─── DATASET

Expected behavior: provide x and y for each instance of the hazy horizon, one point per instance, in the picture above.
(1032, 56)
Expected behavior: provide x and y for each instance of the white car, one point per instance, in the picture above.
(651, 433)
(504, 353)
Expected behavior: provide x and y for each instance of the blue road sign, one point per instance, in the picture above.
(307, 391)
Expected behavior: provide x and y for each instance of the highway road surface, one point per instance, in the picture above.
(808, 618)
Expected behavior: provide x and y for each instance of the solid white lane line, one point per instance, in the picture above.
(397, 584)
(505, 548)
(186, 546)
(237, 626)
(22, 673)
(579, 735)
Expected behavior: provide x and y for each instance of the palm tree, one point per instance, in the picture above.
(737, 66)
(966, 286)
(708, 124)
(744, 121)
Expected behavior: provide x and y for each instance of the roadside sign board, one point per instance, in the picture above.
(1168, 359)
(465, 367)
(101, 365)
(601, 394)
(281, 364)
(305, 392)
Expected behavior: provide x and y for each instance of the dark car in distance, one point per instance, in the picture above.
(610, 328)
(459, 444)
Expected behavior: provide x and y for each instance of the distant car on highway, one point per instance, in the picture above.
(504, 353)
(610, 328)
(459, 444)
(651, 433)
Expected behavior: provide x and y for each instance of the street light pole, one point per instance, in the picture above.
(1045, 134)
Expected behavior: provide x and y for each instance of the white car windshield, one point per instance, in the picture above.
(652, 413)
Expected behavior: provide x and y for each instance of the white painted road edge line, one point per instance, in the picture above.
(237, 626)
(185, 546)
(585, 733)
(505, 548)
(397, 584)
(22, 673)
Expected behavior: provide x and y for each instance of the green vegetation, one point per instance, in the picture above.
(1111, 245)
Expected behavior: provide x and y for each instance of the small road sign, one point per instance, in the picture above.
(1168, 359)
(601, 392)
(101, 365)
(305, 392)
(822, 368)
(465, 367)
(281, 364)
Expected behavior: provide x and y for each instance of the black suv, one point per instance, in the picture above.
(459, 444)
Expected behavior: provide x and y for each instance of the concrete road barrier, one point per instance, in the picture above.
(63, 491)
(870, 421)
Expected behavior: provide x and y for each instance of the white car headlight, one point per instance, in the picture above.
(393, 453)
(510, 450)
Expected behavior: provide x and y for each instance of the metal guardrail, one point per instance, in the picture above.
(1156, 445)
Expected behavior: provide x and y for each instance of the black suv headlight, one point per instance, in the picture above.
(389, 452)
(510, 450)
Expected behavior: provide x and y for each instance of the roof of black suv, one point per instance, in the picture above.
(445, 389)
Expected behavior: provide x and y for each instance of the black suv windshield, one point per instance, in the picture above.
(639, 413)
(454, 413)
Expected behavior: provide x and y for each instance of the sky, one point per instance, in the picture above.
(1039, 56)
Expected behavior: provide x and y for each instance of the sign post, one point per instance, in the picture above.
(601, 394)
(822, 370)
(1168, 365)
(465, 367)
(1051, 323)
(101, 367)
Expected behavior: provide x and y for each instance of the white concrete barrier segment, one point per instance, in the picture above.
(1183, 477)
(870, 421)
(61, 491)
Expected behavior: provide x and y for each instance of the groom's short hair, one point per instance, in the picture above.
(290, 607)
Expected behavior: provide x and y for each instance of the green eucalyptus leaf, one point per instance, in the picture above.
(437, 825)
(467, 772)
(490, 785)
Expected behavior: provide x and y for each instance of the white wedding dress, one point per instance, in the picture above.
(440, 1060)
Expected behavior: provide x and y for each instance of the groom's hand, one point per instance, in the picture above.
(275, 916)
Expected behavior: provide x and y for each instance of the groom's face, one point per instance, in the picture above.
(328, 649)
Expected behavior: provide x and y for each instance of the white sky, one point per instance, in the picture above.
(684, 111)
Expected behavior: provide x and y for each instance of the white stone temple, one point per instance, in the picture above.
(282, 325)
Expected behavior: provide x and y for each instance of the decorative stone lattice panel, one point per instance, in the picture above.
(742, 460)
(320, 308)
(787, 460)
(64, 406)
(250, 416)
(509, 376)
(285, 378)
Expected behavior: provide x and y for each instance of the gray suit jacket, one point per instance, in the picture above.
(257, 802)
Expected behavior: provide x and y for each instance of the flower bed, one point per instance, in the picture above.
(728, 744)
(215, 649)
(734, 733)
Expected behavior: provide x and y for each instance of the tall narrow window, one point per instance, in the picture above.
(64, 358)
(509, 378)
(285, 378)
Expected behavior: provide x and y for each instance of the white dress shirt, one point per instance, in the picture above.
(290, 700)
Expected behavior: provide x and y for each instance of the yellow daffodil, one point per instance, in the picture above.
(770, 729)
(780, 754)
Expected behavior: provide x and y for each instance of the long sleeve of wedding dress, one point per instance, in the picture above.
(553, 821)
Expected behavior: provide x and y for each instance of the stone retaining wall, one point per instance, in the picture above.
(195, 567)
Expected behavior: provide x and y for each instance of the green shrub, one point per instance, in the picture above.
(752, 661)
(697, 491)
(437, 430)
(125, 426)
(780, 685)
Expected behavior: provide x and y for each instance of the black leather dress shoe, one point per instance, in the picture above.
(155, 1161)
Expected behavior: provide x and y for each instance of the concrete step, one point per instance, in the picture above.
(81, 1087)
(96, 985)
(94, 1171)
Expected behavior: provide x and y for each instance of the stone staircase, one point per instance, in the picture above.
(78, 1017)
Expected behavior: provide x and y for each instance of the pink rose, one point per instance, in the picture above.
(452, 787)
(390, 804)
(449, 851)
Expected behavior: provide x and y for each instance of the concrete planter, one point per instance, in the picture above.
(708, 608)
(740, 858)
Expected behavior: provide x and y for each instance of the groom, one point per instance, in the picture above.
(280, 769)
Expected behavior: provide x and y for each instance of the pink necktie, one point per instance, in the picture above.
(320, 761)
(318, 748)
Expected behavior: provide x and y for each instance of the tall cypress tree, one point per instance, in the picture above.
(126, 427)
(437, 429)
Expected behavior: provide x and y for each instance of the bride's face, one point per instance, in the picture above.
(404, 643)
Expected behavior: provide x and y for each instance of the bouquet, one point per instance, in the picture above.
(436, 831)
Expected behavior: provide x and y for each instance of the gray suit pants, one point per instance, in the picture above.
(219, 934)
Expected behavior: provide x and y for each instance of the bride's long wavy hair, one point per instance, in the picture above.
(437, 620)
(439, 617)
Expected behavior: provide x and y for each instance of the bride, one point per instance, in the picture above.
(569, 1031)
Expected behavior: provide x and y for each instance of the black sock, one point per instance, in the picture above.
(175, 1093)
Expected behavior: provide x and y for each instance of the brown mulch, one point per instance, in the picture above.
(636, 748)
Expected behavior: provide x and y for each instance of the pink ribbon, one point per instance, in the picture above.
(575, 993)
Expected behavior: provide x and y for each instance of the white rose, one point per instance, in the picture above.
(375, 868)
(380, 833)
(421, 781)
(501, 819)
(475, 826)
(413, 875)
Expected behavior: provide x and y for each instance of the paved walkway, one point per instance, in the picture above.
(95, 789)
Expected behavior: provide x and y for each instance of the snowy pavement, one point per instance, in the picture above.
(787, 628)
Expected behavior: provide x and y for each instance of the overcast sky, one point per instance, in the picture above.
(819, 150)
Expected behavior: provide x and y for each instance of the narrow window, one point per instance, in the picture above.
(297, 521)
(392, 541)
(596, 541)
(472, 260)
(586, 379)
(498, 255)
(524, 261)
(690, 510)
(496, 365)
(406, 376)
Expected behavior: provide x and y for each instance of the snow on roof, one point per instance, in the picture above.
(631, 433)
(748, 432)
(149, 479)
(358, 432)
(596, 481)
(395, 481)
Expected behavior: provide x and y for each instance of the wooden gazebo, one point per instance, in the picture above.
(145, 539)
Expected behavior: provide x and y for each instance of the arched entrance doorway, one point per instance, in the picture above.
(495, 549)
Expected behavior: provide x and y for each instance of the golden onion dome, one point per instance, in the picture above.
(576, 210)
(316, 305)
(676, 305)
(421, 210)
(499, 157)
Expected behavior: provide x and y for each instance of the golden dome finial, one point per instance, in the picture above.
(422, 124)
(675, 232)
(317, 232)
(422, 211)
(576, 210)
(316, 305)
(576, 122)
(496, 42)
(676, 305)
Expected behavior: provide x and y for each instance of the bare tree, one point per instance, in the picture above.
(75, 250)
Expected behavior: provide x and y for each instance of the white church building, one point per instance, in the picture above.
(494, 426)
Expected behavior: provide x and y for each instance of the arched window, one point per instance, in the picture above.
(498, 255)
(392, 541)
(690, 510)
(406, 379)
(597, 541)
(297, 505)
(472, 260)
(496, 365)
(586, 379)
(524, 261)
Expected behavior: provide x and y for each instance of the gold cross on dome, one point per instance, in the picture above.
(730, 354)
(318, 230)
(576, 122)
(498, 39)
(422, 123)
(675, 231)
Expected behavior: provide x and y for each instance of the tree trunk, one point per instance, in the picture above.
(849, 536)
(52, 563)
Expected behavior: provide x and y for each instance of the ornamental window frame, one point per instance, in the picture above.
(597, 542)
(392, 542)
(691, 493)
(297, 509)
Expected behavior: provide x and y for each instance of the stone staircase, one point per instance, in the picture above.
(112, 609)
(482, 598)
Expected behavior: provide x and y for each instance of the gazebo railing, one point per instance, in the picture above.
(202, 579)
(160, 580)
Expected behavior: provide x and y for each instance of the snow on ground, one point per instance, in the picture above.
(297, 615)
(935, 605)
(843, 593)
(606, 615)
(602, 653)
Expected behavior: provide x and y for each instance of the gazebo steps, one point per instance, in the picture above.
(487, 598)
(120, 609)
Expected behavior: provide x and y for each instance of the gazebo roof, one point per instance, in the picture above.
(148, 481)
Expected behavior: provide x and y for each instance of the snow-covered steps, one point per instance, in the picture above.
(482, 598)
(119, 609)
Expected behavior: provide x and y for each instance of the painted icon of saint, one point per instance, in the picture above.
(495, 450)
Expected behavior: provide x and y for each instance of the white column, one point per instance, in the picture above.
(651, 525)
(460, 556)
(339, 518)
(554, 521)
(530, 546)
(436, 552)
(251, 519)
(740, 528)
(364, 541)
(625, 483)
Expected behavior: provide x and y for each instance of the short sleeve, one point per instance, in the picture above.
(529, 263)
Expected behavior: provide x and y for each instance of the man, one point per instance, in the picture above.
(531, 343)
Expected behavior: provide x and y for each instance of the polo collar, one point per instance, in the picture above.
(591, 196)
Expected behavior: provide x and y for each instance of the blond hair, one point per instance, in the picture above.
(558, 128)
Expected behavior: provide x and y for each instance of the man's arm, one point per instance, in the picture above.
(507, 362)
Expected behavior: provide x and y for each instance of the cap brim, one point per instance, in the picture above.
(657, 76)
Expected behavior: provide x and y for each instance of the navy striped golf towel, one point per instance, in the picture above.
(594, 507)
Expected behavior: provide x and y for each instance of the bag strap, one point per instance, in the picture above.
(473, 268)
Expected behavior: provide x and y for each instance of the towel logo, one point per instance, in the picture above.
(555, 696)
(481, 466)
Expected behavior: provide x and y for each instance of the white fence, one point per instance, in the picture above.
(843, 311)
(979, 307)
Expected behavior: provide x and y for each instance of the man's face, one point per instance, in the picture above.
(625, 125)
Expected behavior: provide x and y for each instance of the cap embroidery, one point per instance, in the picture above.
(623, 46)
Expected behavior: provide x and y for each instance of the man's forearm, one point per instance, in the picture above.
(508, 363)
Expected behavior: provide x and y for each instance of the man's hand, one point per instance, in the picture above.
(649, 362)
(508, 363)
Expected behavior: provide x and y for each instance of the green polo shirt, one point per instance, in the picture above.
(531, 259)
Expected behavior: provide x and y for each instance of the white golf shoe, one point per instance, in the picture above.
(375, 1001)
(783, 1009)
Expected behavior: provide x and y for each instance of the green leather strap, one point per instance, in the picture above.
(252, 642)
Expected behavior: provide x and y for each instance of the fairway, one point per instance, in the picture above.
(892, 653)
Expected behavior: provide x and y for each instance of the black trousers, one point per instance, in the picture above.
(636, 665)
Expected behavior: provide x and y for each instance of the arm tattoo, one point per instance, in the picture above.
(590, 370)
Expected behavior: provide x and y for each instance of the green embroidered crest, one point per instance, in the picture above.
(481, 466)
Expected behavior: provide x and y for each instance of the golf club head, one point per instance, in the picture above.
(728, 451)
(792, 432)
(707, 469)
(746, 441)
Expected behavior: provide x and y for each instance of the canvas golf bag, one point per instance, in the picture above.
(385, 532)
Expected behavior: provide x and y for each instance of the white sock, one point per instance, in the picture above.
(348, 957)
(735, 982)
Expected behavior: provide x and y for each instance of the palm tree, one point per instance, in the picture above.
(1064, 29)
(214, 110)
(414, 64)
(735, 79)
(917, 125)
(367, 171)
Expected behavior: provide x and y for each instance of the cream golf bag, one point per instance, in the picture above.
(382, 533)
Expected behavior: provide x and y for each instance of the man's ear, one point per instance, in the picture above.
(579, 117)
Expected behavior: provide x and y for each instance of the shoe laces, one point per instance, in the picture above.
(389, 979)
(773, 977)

──────

## WHAT YOU NEED TO DO
Print nothing but the lines from the one that contains "of the shoe" to the final line of the data, both included, exactly as they read.

## RESPONSE TO THIS TASK
Expected behavior: provide x and y for each instance of the shoe laces, one point per instance, in the picture above.
(389, 979)
(773, 977)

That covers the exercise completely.